▶ **Provided material**
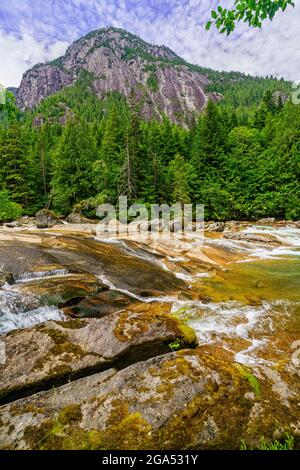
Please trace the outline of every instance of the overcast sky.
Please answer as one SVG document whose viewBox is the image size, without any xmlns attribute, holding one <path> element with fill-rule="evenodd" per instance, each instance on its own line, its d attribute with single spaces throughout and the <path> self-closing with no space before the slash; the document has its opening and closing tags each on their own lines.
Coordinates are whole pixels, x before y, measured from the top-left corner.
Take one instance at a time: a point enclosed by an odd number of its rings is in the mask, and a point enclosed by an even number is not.
<svg viewBox="0 0 300 470">
<path fill-rule="evenodd" d="M 217 70 L 300 80 L 300 0 L 263 29 L 241 25 L 230 36 L 205 23 L 231 0 L 1 0 L 0 83 L 18 86 L 37 62 L 62 55 L 91 30 L 116 26 L 184 59 Z"/>
</svg>

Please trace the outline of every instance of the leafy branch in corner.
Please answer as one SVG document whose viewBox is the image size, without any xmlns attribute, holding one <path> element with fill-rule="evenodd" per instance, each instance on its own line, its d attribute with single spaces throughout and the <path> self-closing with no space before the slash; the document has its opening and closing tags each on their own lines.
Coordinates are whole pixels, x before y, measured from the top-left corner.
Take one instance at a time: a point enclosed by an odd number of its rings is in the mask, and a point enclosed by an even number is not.
<svg viewBox="0 0 300 470">
<path fill-rule="evenodd" d="M 285 11 L 288 6 L 295 6 L 292 0 L 235 0 L 233 9 L 221 5 L 211 12 L 211 20 L 206 24 L 208 31 L 214 24 L 220 33 L 229 36 L 236 23 L 243 21 L 248 26 L 261 28 L 263 21 L 273 20 L 278 11 Z"/>
</svg>

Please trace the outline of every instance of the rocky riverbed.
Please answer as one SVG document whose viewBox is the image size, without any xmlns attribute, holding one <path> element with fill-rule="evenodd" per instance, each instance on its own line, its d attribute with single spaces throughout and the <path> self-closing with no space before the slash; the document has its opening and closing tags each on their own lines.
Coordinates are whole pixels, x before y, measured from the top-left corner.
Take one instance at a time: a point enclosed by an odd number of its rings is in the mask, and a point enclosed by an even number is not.
<svg viewBox="0 0 300 470">
<path fill-rule="evenodd" d="M 0 228 L 0 448 L 300 447 L 299 224 L 206 229 Z"/>
</svg>

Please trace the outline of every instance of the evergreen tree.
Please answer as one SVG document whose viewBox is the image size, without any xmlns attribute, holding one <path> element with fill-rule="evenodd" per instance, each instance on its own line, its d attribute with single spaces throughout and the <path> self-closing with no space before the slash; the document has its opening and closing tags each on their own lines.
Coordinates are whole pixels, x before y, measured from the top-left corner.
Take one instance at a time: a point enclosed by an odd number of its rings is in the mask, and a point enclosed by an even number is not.
<svg viewBox="0 0 300 470">
<path fill-rule="evenodd" d="M 12 124 L 0 142 L 0 184 L 7 189 L 13 201 L 28 207 L 28 161 L 24 132 L 20 124 Z"/>
<path fill-rule="evenodd" d="M 192 162 L 200 179 L 221 166 L 225 145 L 226 134 L 219 109 L 209 101 L 199 120 L 192 147 Z"/>
<path fill-rule="evenodd" d="M 67 214 L 76 203 L 97 193 L 91 177 L 96 158 L 96 142 L 90 127 L 79 120 L 70 121 L 54 160 L 52 196 L 57 210 Z"/>
<path fill-rule="evenodd" d="M 172 203 L 189 204 L 191 202 L 191 183 L 195 177 L 190 163 L 177 154 L 169 165 L 172 188 Z"/>
</svg>

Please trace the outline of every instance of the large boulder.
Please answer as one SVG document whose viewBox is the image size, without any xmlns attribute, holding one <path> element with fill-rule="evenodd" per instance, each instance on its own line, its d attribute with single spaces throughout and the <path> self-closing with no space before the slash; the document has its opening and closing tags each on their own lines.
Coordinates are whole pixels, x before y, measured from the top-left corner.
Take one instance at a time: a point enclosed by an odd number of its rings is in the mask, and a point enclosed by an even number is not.
<svg viewBox="0 0 300 470">
<path fill-rule="evenodd" d="M 0 402 L 45 390 L 88 373 L 195 346 L 192 329 L 174 317 L 124 311 L 101 319 L 50 321 L 3 336 Z"/>
<path fill-rule="evenodd" d="M 185 350 L 2 406 L 0 448 L 239 449 L 285 432 L 299 448 L 298 401 L 266 366 Z"/>
<path fill-rule="evenodd" d="M 60 224 L 61 221 L 56 217 L 53 212 L 48 209 L 42 209 L 35 216 L 35 223 L 37 228 L 45 229 L 54 227 L 54 225 Z"/>
</svg>

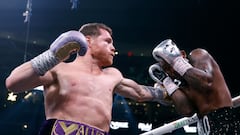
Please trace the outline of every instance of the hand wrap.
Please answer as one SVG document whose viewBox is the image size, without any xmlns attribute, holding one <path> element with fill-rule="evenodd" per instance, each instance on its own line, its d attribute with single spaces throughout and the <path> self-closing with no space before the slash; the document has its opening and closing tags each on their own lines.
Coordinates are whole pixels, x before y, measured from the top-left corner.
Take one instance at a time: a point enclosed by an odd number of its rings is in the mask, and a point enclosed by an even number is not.
<svg viewBox="0 0 240 135">
<path fill-rule="evenodd" d="M 78 31 L 68 31 L 61 34 L 42 54 L 31 60 L 32 68 L 38 75 L 44 75 L 58 63 L 66 60 L 72 53 L 80 56 L 87 52 L 87 41 Z"/>
</svg>

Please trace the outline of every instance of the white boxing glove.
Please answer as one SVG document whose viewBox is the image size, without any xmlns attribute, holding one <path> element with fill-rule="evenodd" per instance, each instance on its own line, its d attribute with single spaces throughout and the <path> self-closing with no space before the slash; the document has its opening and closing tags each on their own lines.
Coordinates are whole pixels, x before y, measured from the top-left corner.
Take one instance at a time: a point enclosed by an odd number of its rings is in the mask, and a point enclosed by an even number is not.
<svg viewBox="0 0 240 135">
<path fill-rule="evenodd" d="M 180 50 L 171 39 L 166 39 L 157 45 L 157 47 L 153 49 L 152 55 L 157 61 L 165 60 L 181 76 L 183 76 L 188 69 L 192 68 L 192 65 L 183 58 Z"/>
<path fill-rule="evenodd" d="M 163 80 L 168 76 L 158 63 L 151 65 L 148 68 L 148 73 L 150 77 L 159 84 L 163 84 Z"/>
<path fill-rule="evenodd" d="M 169 96 L 172 95 L 179 87 L 173 80 L 168 76 L 167 73 L 159 66 L 159 64 L 153 64 L 148 69 L 150 77 L 158 83 L 160 86 L 163 85 Z M 180 83 L 179 83 L 180 84 Z"/>
</svg>

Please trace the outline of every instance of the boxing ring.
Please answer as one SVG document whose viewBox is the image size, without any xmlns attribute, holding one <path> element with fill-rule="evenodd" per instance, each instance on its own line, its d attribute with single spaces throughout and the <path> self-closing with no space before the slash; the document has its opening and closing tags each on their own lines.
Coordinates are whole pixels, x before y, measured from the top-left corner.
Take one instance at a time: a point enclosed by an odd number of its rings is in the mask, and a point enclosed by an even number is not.
<svg viewBox="0 0 240 135">
<path fill-rule="evenodd" d="M 233 101 L 234 108 L 237 108 L 240 106 L 240 96 L 234 97 L 232 99 L 232 101 Z M 196 123 L 197 121 L 198 121 L 197 114 L 194 114 L 191 117 L 183 117 L 176 121 L 165 124 L 159 128 L 153 129 L 149 132 L 142 133 L 140 135 L 162 135 L 162 134 L 166 134 L 166 133 L 171 133 L 172 131 L 174 131 L 176 129 L 182 128 L 186 125 L 191 125 L 193 123 Z"/>
</svg>

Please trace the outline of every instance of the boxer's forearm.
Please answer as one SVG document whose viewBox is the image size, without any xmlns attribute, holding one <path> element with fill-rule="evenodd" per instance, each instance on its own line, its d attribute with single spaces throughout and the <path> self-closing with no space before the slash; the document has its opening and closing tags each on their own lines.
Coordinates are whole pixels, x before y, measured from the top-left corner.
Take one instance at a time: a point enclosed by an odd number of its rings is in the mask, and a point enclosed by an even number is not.
<svg viewBox="0 0 240 135">
<path fill-rule="evenodd" d="M 171 95 L 171 99 L 175 106 L 176 111 L 183 116 L 191 116 L 194 114 L 194 108 L 187 98 L 187 96 L 181 91 L 177 90 Z"/>
<path fill-rule="evenodd" d="M 5 83 L 9 91 L 22 92 L 38 86 L 41 82 L 30 62 L 26 62 L 16 67 L 6 78 Z"/>
</svg>

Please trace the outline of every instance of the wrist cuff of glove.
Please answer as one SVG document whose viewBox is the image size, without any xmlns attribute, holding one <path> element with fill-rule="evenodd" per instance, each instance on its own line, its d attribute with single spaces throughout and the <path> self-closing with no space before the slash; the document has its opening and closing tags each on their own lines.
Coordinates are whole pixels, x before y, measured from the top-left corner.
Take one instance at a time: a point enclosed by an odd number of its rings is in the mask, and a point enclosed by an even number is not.
<svg viewBox="0 0 240 135">
<path fill-rule="evenodd" d="M 43 76 L 49 69 L 53 68 L 60 61 L 55 57 L 52 51 L 47 50 L 31 60 L 33 70 Z"/>
<path fill-rule="evenodd" d="M 171 96 L 179 87 L 172 81 L 170 77 L 163 80 L 163 86 L 166 88 L 167 93 Z"/>
<path fill-rule="evenodd" d="M 183 76 L 190 68 L 192 68 L 192 65 L 189 64 L 183 57 L 177 57 L 174 60 L 173 69 L 177 71 L 181 76 Z"/>
</svg>

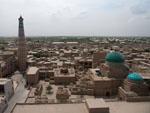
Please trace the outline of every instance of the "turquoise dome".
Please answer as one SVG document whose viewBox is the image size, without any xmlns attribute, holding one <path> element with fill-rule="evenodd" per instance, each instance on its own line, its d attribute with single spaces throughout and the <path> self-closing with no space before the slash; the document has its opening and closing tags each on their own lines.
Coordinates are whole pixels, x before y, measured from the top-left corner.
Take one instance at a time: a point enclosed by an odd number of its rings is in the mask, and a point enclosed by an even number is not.
<svg viewBox="0 0 150 113">
<path fill-rule="evenodd" d="M 119 52 L 110 52 L 106 55 L 106 61 L 112 63 L 123 63 L 124 56 Z"/>
<path fill-rule="evenodd" d="M 133 81 L 143 80 L 143 78 L 141 77 L 141 75 L 139 73 L 130 73 L 127 78 L 129 80 L 133 80 Z"/>
</svg>

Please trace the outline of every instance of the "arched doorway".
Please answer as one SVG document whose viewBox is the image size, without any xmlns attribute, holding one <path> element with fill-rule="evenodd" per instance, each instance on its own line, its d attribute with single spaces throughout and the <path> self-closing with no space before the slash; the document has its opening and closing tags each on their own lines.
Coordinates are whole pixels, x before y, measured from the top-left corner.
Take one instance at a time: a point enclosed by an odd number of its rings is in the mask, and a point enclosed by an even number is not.
<svg viewBox="0 0 150 113">
<path fill-rule="evenodd" d="M 106 91 L 106 97 L 110 97 L 110 92 Z"/>
</svg>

▶ **Task item**
The lines sought are those in the data above that include the string "glove"; copy each one.

▶ **Exercise result**
Please trace the outline of every instance of the white boxing glove.
Please trace the outline of every instance of the wrist cuff of glove.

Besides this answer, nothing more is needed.